[Point-per-instance localization data]
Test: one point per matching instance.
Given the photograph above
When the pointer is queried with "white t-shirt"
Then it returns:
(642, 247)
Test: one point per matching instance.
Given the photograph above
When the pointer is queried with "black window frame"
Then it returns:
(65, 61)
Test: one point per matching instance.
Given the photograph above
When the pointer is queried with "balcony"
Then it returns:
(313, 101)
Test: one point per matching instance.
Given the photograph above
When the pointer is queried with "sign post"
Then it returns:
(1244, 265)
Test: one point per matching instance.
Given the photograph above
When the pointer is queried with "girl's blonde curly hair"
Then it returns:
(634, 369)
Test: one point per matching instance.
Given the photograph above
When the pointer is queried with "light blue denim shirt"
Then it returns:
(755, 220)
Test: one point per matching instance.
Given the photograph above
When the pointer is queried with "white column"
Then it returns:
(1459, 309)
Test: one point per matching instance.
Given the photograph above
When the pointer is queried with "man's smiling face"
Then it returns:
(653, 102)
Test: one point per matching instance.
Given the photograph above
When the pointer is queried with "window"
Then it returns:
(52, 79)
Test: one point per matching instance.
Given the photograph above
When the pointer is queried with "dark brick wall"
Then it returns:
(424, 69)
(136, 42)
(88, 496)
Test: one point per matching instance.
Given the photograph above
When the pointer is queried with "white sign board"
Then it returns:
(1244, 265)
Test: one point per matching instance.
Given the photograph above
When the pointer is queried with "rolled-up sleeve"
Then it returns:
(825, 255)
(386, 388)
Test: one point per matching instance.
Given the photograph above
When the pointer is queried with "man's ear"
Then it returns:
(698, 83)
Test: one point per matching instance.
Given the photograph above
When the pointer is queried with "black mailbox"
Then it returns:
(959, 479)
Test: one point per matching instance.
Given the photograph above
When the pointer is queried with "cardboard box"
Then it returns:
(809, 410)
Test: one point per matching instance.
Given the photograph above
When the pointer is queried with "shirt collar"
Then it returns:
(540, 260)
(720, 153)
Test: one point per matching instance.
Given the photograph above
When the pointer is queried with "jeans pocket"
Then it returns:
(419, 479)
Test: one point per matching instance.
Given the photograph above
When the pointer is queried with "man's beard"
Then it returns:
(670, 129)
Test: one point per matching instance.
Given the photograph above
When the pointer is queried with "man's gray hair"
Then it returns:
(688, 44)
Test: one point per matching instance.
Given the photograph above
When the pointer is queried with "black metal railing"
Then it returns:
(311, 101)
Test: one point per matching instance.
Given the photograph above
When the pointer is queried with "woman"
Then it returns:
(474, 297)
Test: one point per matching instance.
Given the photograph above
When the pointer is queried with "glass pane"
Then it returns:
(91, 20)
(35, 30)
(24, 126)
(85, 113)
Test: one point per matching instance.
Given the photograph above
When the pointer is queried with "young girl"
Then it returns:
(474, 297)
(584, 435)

*PROMPT:*
Scan the data above. Return every line with "hair" in it.

*RESPONSE BOX:*
When the pointer is queried with "girl's blonde curly hair"
When the pointer is queried with "man's gray hair"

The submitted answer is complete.